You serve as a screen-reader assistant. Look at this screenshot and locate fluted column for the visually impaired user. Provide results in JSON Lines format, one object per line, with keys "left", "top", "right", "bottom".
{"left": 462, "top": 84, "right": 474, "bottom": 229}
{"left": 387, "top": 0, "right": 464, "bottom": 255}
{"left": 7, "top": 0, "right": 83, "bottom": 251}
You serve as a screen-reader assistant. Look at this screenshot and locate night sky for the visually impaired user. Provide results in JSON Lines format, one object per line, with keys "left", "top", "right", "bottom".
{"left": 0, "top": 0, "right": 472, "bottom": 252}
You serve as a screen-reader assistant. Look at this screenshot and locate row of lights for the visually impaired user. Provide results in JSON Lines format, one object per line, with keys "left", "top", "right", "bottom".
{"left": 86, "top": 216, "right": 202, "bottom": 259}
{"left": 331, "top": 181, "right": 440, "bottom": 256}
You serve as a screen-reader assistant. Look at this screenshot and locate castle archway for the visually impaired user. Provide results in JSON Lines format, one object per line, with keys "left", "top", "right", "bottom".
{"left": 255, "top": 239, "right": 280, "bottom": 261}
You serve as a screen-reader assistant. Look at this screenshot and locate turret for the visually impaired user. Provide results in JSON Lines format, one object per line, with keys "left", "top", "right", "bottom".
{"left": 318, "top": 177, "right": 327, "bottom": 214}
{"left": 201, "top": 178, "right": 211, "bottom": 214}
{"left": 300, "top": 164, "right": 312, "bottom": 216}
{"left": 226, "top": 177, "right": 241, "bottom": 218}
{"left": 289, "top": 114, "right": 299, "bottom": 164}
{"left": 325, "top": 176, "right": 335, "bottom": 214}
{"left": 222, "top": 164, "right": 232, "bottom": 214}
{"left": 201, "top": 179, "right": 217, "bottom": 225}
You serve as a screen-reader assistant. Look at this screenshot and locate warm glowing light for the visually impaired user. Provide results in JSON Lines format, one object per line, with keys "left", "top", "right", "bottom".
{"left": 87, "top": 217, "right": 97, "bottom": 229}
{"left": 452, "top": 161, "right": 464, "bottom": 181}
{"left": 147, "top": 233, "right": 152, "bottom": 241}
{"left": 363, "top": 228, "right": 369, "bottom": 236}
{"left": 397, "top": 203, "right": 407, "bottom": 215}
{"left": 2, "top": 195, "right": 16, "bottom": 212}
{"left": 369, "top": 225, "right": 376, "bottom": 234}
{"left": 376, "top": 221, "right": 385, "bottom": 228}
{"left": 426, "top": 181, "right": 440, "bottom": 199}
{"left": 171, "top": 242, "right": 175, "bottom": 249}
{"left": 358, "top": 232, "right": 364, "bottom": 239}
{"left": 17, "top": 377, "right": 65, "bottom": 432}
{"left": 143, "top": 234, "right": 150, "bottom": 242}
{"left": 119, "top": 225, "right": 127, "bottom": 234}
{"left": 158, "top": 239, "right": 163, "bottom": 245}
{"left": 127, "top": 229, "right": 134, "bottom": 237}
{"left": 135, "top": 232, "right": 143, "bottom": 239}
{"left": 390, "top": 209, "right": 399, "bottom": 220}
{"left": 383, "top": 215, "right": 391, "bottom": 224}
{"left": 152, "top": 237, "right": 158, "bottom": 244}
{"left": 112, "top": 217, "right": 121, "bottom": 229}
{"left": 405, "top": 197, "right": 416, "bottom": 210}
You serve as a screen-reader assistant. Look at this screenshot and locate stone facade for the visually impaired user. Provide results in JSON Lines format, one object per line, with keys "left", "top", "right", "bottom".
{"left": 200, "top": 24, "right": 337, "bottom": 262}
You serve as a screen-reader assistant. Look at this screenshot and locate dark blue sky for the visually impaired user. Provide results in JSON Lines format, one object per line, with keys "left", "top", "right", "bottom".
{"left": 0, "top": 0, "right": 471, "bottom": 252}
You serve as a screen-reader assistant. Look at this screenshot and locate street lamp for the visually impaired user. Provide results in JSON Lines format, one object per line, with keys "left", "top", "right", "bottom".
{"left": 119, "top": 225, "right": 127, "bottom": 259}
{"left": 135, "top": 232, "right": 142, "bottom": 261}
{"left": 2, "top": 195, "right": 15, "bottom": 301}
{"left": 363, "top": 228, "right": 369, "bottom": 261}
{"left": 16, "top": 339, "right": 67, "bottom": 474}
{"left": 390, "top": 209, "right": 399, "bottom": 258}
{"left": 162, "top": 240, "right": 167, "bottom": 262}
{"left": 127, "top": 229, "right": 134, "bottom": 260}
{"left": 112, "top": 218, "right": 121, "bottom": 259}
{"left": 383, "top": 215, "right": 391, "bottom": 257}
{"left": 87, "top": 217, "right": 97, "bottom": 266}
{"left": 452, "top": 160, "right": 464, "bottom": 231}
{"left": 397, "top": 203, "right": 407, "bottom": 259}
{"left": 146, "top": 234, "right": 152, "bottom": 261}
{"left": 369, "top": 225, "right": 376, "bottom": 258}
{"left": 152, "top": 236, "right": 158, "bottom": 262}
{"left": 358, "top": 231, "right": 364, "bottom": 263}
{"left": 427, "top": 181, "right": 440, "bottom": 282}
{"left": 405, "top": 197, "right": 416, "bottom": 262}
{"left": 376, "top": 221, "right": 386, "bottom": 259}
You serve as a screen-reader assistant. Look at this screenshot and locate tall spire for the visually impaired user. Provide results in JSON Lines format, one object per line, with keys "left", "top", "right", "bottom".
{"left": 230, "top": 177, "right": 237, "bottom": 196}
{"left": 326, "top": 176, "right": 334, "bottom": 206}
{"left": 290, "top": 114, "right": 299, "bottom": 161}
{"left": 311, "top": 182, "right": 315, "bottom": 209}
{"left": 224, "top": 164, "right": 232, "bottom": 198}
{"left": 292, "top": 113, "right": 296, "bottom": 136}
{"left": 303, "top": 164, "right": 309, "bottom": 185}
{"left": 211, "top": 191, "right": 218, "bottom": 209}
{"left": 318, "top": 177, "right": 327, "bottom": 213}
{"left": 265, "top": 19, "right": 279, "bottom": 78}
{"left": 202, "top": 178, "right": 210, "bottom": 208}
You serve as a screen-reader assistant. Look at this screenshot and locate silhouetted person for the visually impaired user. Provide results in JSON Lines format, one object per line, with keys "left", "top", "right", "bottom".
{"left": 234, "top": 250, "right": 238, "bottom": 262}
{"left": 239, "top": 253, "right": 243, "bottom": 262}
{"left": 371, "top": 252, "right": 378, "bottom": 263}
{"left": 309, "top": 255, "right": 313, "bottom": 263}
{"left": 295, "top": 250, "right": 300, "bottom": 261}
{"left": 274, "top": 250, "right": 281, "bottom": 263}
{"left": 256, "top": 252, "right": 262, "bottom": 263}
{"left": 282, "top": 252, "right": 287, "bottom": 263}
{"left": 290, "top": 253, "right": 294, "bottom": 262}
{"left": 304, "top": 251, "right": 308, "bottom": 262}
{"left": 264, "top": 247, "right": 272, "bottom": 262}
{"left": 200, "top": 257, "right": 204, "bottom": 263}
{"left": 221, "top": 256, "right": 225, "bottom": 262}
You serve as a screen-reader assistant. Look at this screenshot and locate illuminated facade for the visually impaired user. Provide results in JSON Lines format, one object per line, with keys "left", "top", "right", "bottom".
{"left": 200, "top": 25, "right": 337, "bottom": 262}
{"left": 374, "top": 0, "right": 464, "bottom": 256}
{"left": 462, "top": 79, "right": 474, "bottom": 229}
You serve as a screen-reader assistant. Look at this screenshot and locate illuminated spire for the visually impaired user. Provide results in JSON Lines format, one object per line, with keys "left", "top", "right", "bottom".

※

Work instruction => The whole listing above should be copied out exactly.

Answer for the task =>
You serve as a screen-reader assistant. Look at this screenshot and locate fluted column for the visually impaired user. Provide results in JSON Lines format, one object per line, with keys "left", "top", "right", "bottom".
{"left": 462, "top": 84, "right": 474, "bottom": 229}
{"left": 387, "top": 0, "right": 464, "bottom": 255}
{"left": 7, "top": 0, "right": 83, "bottom": 251}
You serve as a screen-reader assistant. Look at this screenshot and locate night sky for the visually impaired user. Provide results in JSON Lines format, one object per line, with keys "left", "top", "right", "bottom".
{"left": 0, "top": 0, "right": 472, "bottom": 252}
You serve as a screen-reader assistant. Look at this screenshot and locate row of lights for the visually impaired user. Provide results in JSON Lines format, one object per line, with keys "left", "top", "right", "bottom".
{"left": 86, "top": 216, "right": 202, "bottom": 259}
{"left": 331, "top": 181, "right": 440, "bottom": 256}
You serve as a screen-reader assistant. Look at this screenshot and locate castle archway for the visually impaired user. Provide results in JSON Lines format, one object per line, with keys "left", "top", "right", "bottom".
{"left": 255, "top": 239, "right": 280, "bottom": 261}
You serve as a screen-reader assistant. Look at this screenshot and locate turret for the visually impaired user. Provide results in JSON Lines format, one object per line, with keys "left", "top", "right", "bottom".
{"left": 318, "top": 177, "right": 327, "bottom": 214}
{"left": 201, "top": 178, "right": 211, "bottom": 214}
{"left": 300, "top": 164, "right": 312, "bottom": 216}
{"left": 226, "top": 177, "right": 241, "bottom": 218}
{"left": 289, "top": 114, "right": 299, "bottom": 164}
{"left": 325, "top": 176, "right": 335, "bottom": 214}
{"left": 222, "top": 164, "right": 232, "bottom": 214}
{"left": 201, "top": 179, "right": 217, "bottom": 225}
You serve as a screen-reader assistant. Look at this screenshot and locate warm glowing light for the visually impaired user. Provide results in JSON Lines format, one object per line, with keys "left", "top", "right", "bottom".
{"left": 87, "top": 217, "right": 97, "bottom": 229}
{"left": 452, "top": 161, "right": 464, "bottom": 181}
{"left": 147, "top": 233, "right": 152, "bottom": 241}
{"left": 363, "top": 228, "right": 369, "bottom": 236}
{"left": 397, "top": 203, "right": 407, "bottom": 215}
{"left": 2, "top": 195, "right": 16, "bottom": 212}
{"left": 369, "top": 225, "right": 376, "bottom": 234}
{"left": 376, "top": 221, "right": 385, "bottom": 228}
{"left": 426, "top": 181, "right": 440, "bottom": 199}
{"left": 171, "top": 242, "right": 175, "bottom": 249}
{"left": 358, "top": 232, "right": 364, "bottom": 239}
{"left": 17, "top": 377, "right": 65, "bottom": 432}
{"left": 143, "top": 234, "right": 150, "bottom": 242}
{"left": 119, "top": 225, "right": 127, "bottom": 234}
{"left": 158, "top": 239, "right": 163, "bottom": 245}
{"left": 127, "top": 229, "right": 134, "bottom": 237}
{"left": 135, "top": 232, "right": 143, "bottom": 239}
{"left": 390, "top": 209, "right": 399, "bottom": 220}
{"left": 383, "top": 215, "right": 391, "bottom": 224}
{"left": 152, "top": 237, "right": 158, "bottom": 244}
{"left": 112, "top": 217, "right": 121, "bottom": 229}
{"left": 405, "top": 197, "right": 416, "bottom": 210}
You serve as a screen-reader assistant. Look at this screenshot and locate stone facade for the visually impaired user. Provide results in JSON Lines format, one object per line, with keys "left", "top", "right", "bottom".
{"left": 200, "top": 24, "right": 337, "bottom": 262}
You serve as a screen-reader assistant. Look at this screenshot and locate dark blue sky for the visually impaired user. Provide results in JSON Lines format, one object per line, with keys "left", "top", "right", "bottom".
{"left": 0, "top": 0, "right": 471, "bottom": 252}
You serve as a screen-reader assistant. Look at this screenshot and locate street lamp for the visually impaired user. Provide results in JSON Lines format, one object per line, with keys "left", "top", "right", "bottom".
{"left": 119, "top": 225, "right": 127, "bottom": 259}
{"left": 135, "top": 232, "right": 142, "bottom": 261}
{"left": 2, "top": 195, "right": 15, "bottom": 301}
{"left": 363, "top": 228, "right": 369, "bottom": 261}
{"left": 16, "top": 339, "right": 67, "bottom": 474}
{"left": 390, "top": 209, "right": 399, "bottom": 258}
{"left": 162, "top": 240, "right": 167, "bottom": 262}
{"left": 127, "top": 229, "right": 134, "bottom": 260}
{"left": 112, "top": 218, "right": 121, "bottom": 259}
{"left": 383, "top": 215, "right": 391, "bottom": 257}
{"left": 87, "top": 217, "right": 97, "bottom": 266}
{"left": 452, "top": 160, "right": 464, "bottom": 231}
{"left": 397, "top": 203, "right": 407, "bottom": 259}
{"left": 146, "top": 234, "right": 152, "bottom": 261}
{"left": 369, "top": 225, "right": 376, "bottom": 258}
{"left": 152, "top": 236, "right": 158, "bottom": 262}
{"left": 358, "top": 231, "right": 364, "bottom": 263}
{"left": 427, "top": 181, "right": 440, "bottom": 282}
{"left": 405, "top": 197, "right": 416, "bottom": 262}
{"left": 376, "top": 221, "right": 386, "bottom": 259}
You serve as a screen-reader assistant. Look at this screenshot and locate tall spire for the visually impaired user. Provide results in JSON Lines format, one object per line, with keys "left", "top", "right", "bottom".
{"left": 230, "top": 177, "right": 237, "bottom": 196}
{"left": 326, "top": 176, "right": 334, "bottom": 206}
{"left": 290, "top": 114, "right": 299, "bottom": 161}
{"left": 311, "top": 182, "right": 315, "bottom": 209}
{"left": 224, "top": 164, "right": 232, "bottom": 198}
{"left": 292, "top": 113, "right": 296, "bottom": 136}
{"left": 303, "top": 164, "right": 309, "bottom": 185}
{"left": 211, "top": 191, "right": 218, "bottom": 209}
{"left": 318, "top": 177, "right": 327, "bottom": 213}
{"left": 265, "top": 19, "right": 279, "bottom": 78}
{"left": 202, "top": 178, "right": 210, "bottom": 208}
You serve as a screen-reader assistant. Look at this screenshot and locate silhouetted person for the visually impaired user. Provide results in JSON Lines format, one object per line, with keys "left", "top", "right", "bottom".
{"left": 234, "top": 250, "right": 238, "bottom": 262}
{"left": 239, "top": 253, "right": 243, "bottom": 262}
{"left": 371, "top": 252, "right": 378, "bottom": 263}
{"left": 309, "top": 255, "right": 313, "bottom": 263}
{"left": 295, "top": 250, "right": 300, "bottom": 261}
{"left": 274, "top": 250, "right": 281, "bottom": 263}
{"left": 256, "top": 252, "right": 262, "bottom": 263}
{"left": 282, "top": 252, "right": 287, "bottom": 263}
{"left": 290, "top": 253, "right": 294, "bottom": 262}
{"left": 304, "top": 251, "right": 308, "bottom": 262}
{"left": 264, "top": 247, "right": 272, "bottom": 262}
{"left": 200, "top": 257, "right": 204, "bottom": 263}
{"left": 221, "top": 256, "right": 225, "bottom": 262}
You serve as a screen-reader assistant. Look at this screenshot and locate illuminated facade for the visually impaired user. Provide results in JSON Lines format, one object per line, with keys "left", "top", "right", "bottom".
{"left": 200, "top": 25, "right": 337, "bottom": 262}
{"left": 374, "top": 0, "right": 464, "bottom": 256}
{"left": 462, "top": 79, "right": 474, "bottom": 229}
You serve as a screen-reader assistant. Look at this screenshot and locate illuminated spire for the visually impaired user. Provide results in JSON Lines format, one object per line, with keys "left", "top", "right", "bottom".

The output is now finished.